**Exercise brief:** All of the data must be output exactly, with every picture left out.
>>>>>
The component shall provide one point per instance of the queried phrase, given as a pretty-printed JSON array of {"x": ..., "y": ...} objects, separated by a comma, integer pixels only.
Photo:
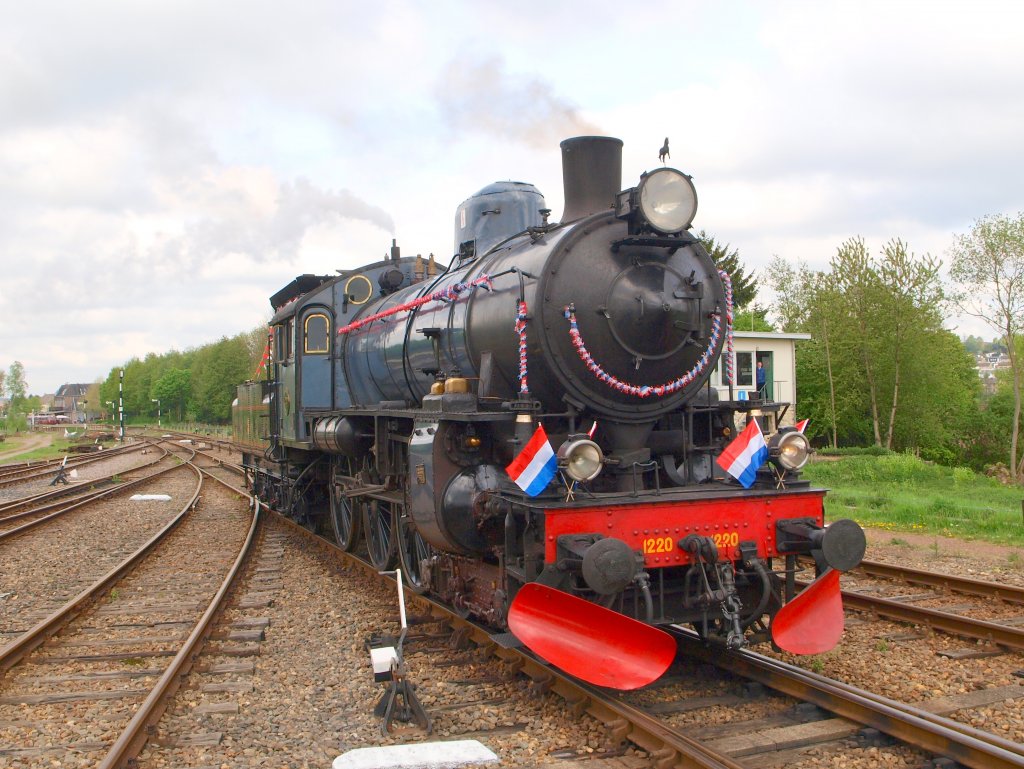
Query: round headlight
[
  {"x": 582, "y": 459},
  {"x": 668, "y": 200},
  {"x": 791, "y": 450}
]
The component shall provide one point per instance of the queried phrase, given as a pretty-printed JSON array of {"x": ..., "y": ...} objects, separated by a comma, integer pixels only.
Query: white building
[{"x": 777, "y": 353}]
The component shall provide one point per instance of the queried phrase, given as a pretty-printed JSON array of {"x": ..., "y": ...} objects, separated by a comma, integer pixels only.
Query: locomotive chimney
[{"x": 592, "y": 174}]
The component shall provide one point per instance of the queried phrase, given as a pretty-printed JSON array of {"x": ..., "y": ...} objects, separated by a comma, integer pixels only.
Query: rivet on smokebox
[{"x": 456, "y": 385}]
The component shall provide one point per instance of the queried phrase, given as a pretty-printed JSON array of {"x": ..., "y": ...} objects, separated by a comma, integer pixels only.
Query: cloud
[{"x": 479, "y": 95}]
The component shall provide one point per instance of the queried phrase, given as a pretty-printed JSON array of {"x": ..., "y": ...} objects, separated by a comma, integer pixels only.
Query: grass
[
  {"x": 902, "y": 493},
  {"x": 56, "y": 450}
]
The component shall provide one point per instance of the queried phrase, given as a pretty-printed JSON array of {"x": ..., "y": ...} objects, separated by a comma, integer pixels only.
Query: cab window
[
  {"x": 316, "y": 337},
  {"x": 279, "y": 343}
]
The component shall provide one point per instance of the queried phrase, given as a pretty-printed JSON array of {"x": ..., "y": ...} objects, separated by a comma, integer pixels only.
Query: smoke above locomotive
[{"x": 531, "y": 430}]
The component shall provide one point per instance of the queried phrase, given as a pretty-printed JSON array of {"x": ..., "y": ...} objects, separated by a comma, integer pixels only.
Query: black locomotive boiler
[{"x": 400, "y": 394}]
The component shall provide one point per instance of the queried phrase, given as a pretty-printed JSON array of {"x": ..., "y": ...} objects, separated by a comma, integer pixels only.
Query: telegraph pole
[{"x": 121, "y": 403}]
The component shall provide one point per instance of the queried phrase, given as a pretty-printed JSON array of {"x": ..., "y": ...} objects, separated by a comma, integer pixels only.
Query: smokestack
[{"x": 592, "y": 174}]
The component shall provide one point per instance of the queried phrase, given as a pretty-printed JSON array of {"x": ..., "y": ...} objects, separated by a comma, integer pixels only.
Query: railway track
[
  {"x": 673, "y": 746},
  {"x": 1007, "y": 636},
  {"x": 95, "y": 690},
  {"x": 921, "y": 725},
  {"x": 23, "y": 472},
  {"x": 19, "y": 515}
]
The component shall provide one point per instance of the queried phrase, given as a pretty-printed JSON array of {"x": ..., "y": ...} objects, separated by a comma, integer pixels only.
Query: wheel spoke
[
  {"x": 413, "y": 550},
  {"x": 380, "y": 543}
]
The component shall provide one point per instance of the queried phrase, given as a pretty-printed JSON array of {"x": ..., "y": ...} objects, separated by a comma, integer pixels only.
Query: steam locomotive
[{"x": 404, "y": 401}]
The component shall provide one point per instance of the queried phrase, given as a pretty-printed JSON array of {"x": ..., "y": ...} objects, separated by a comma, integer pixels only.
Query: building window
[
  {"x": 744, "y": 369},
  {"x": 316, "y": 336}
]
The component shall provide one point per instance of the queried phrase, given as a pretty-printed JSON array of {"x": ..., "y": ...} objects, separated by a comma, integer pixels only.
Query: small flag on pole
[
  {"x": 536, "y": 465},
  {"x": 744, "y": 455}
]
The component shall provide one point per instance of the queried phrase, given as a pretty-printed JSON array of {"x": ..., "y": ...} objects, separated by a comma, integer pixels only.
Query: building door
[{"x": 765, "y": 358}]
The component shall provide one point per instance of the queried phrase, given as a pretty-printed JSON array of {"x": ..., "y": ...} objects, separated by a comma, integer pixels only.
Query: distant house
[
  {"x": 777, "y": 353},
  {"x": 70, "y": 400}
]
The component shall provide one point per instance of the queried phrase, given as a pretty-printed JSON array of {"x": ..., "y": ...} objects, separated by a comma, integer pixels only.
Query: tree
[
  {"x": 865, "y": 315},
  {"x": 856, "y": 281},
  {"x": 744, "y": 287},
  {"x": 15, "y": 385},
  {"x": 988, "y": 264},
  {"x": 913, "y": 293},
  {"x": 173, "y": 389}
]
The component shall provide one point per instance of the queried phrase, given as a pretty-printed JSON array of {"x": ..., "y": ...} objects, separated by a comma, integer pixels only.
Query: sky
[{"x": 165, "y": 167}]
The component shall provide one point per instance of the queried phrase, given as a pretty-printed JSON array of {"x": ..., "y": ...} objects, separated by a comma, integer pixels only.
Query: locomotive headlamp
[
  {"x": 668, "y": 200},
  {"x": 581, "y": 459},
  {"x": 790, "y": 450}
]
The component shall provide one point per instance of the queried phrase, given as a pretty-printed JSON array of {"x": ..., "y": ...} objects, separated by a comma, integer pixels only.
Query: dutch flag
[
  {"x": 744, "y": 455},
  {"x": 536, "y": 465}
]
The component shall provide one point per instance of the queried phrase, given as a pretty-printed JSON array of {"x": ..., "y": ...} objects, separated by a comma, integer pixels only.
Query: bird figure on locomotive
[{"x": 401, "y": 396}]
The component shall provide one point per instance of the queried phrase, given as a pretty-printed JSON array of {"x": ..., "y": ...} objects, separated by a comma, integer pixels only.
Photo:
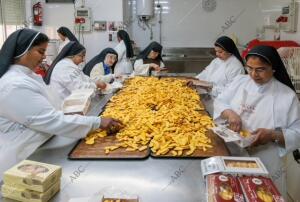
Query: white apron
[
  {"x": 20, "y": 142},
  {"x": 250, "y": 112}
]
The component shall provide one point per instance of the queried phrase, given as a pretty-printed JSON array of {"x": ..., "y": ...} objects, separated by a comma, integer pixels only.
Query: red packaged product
<<<<<
**Task output:**
The component shall provide one point per instance of the queried phrase, given as a pretty-printed JSON array of {"x": ..., "y": ...} objects, separated by a comma, integer pixels only.
Photo:
Query: round headlight
[
  {"x": 582, "y": 459},
  {"x": 668, "y": 200},
  {"x": 791, "y": 450}
]
The component shall provide one point per instance of the queried phrase, given as a pretty-printed JSON array of {"x": ..., "y": ...} objects, separated by a comma, integer pixels only.
Query: white building
[{"x": 777, "y": 353}]
The component shall provide one point per instance of the queried phrase, given as a pretty-printed JSON array of {"x": ..., "y": ...} objects, separated by a comma, integer pixels only.
Query: locomotive chimney
[{"x": 592, "y": 174}]
The component shall provide one point per instance of the queried phrase, given as a pretty-printed JSON array of {"x": ..., "y": ...} objects, separated by a comma, integer pixels only.
Query: rivet on smokebox
[{"x": 456, "y": 385}]
The component shall provide one point per instance of the queried phrase, given as a pretty-printed JSON array of {"x": ..., "y": ...} objects, separated by a comma, integer pixels only.
Query: cloud
[{"x": 479, "y": 95}]
The component shall provide one point per instance of the queried phrase, given as a pretty-printed JSON array of {"x": ..., "y": ...} objects, separated by a comma, integer pixels only.
Query: grass
[
  {"x": 902, "y": 493},
  {"x": 56, "y": 450}
]
The component shall provide one point per instance of the queried phrase, given as a pretty-printed JSON array of {"x": ..., "y": ...} objects, separated by a comma, integer pixels only.
Query: cab window
[
  {"x": 316, "y": 337},
  {"x": 279, "y": 343}
]
The component shall provide one point per instance of the queried phrase, given as a pretty-printed JSON array of {"x": ..., "y": ...} objects, separated by a comma, integer pixels only.
Query: smoke above locomotive
[{"x": 531, "y": 430}]
The component shall provide one point per instance of the queried phrase, given as a pretty-printed JSON array of {"x": ..., "y": ...} objects, separated by a comma, integer pixels only.
Query: black locomotive boiler
[{"x": 400, "y": 394}]
The component shall provide one point per instance of the queried phrase, given as a pretty-printed JSON array of {"x": ..., "y": ...} objects, separated by a comma, integer pixels only.
Query: telegraph pole
[{"x": 121, "y": 403}]
The component shall provide one point per instance of the queried phrase, given as a pretty-printed JSON array of {"x": ..., "y": ...} objects, separated by a comma, integer pixels only.
Query: smokestack
[{"x": 592, "y": 174}]
The component shall provide one point per instance of the queried phrase, given as a pretty-printed JSON array of {"x": ..., "y": ...} objects, separated by a comma, integer pixels only.
Query: railway track
[
  {"x": 673, "y": 746},
  {"x": 1007, "y": 636},
  {"x": 95, "y": 690},
  {"x": 921, "y": 725},
  {"x": 23, "y": 472},
  {"x": 19, "y": 515}
]
The component shall provide one point per instance of the queried phrase, given as a pretty-printed JSON array of {"x": ..., "y": ...} objects, separated by a comma, integer pixels only.
Query: wheel spoke
[
  {"x": 413, "y": 550},
  {"x": 380, "y": 543}
]
The component shall provide one point per instance of the queried phrase, given as a pretty-printed JSON array of {"x": ..., "y": ...} objects, separated by a comma, integer pixels only.
Query: steam locomotive
[{"x": 404, "y": 401}]
The component shall provide one point per instance of the queried phrase, given as a pretty-printed JSON array of {"x": ..., "y": ...} objects, separated by a comma, integer pixels only.
Query: building window
[
  {"x": 744, "y": 369},
  {"x": 316, "y": 336}
]
The component shall provide one point per instance of the queried phrase, given as a pretty-printed JSON array of {"x": ..., "y": ...} objects, separated by a comma, integer pixels only.
Query: small flag on pole
[
  {"x": 536, "y": 465},
  {"x": 744, "y": 455}
]
The component shall provide one point per instance of the queried phrase, given as a pretty-printed JSON array of {"x": ..., "y": ...} objects, separated by a comma, integer pixels only.
Query: building door
[{"x": 765, "y": 358}]
The component shall provide one point per instance of the queried phrase, given as a pretty-printed JSON array of {"x": ..., "y": ...} objects, separated by a comma, integer pixels only.
Query: distant house
[
  {"x": 777, "y": 353},
  {"x": 70, "y": 400}
]
The component shall provide one point per instance of the queried phrase, given as a pretty-printed JSON array of {"x": ..., "y": ...} objects, separated by a comma, integer pixels only.
Query: tree
[
  {"x": 865, "y": 315},
  {"x": 856, "y": 281},
  {"x": 744, "y": 287},
  {"x": 15, "y": 385},
  {"x": 988, "y": 264},
  {"x": 913, "y": 293},
  {"x": 173, "y": 389}
]
The component shall provide one point per instance of the queried phrase, given as a pretty-printed JSON array of {"x": ..., "y": ...} objects, separated by a comma, integer pixels only.
Query: sky
[{"x": 165, "y": 167}]
The component shall provide one point per instance of the queried phrase, given as a pretty-printed JSON array of {"x": ..., "y": ...} objects, separated by a comma, integer pixels only.
Query: locomotive headlamp
[
  {"x": 668, "y": 200},
  {"x": 581, "y": 459},
  {"x": 790, "y": 450}
]
The component shall provide one point per instance of the queried phrase, given as a pretty-printed JSON array of {"x": ..., "y": ...} objects, separated by a comma, integer pixels only.
Query: dutch flag
[
  {"x": 744, "y": 455},
  {"x": 536, "y": 465}
]
The component shall provide one point per instance of the queried phrase, given as a pretty-printed JSON array of {"x": ..., "y": ...} objects, separated by a comma, integer pixels only.
Query: bird figure on locomotive
[{"x": 401, "y": 396}]
The component shall provide one point per instance of the queried phrase, given as a pretty-printed JSON array of {"x": ..., "y": ...} objects, separated by a comma, integer pixels only.
Photo:
Query: white apron
[
  {"x": 20, "y": 142},
  {"x": 250, "y": 112}
]
The component shall provide one point per instance of the queried phrase, given as a pretty-printed JSON array of {"x": ..., "y": ...} objects, separated by a comma, integer pixels only.
Query: red packaged product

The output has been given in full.